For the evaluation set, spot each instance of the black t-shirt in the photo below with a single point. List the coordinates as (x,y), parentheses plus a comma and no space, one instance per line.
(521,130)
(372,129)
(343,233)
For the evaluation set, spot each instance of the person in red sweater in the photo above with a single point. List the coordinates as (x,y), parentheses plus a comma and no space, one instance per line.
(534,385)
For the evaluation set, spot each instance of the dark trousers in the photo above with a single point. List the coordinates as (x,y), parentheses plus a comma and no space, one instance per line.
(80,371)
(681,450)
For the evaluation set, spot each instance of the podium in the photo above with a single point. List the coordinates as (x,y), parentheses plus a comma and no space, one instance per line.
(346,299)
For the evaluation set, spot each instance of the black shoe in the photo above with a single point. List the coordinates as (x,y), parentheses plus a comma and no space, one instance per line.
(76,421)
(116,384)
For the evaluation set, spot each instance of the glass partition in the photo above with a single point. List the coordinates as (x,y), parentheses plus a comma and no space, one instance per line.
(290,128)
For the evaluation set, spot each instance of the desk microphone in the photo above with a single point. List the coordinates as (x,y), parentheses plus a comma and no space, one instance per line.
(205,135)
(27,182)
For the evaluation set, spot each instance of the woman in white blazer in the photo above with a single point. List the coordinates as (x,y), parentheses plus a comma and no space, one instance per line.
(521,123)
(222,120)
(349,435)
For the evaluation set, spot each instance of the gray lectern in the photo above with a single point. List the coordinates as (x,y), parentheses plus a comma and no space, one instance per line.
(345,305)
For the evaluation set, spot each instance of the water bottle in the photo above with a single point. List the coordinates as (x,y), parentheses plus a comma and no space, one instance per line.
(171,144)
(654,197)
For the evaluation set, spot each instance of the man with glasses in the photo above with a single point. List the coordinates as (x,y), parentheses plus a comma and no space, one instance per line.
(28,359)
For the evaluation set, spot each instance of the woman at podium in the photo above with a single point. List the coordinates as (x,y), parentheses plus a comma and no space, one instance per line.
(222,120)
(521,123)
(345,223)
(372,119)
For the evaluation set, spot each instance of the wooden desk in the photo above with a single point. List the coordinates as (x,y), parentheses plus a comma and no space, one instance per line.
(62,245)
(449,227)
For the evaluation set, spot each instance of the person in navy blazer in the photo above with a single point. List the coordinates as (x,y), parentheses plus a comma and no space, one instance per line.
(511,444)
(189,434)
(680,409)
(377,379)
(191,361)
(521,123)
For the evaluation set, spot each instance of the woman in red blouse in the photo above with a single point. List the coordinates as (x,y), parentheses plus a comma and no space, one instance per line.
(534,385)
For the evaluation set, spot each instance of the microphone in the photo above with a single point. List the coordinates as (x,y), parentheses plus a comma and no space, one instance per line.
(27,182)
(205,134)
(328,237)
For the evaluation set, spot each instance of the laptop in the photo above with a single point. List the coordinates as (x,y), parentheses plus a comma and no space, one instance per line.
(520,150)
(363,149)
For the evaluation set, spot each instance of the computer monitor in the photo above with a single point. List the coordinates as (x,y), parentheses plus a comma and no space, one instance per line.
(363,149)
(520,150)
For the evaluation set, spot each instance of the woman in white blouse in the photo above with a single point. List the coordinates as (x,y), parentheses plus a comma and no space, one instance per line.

_EXERCISE AIM:_ Give back the lines of the listing from the one with "For the evaluation set, spot each instance of the laptop" through the end, both included, exactly as written and with nothing added.

_OUTPUT OF THE TASK:_
For the evaluation set, spot each instance of the laptop in the photo above with a single point. List the coordinates as (x,y), parentheses plus a comma and no space, one instance per line.
(520,150)
(363,149)
For the evaluation set, spot each instance of the computer monitor in the photo above with a single point. List the coordinates as (x,y), parentheses plus a comma and no space, one instance per line.
(363,149)
(520,150)
For the evaluation set, spot each instance of the woman in white blouse in the photo above with a single point. List the coordinates as (x,y), parentheses plus a comma and no space, one instance per line.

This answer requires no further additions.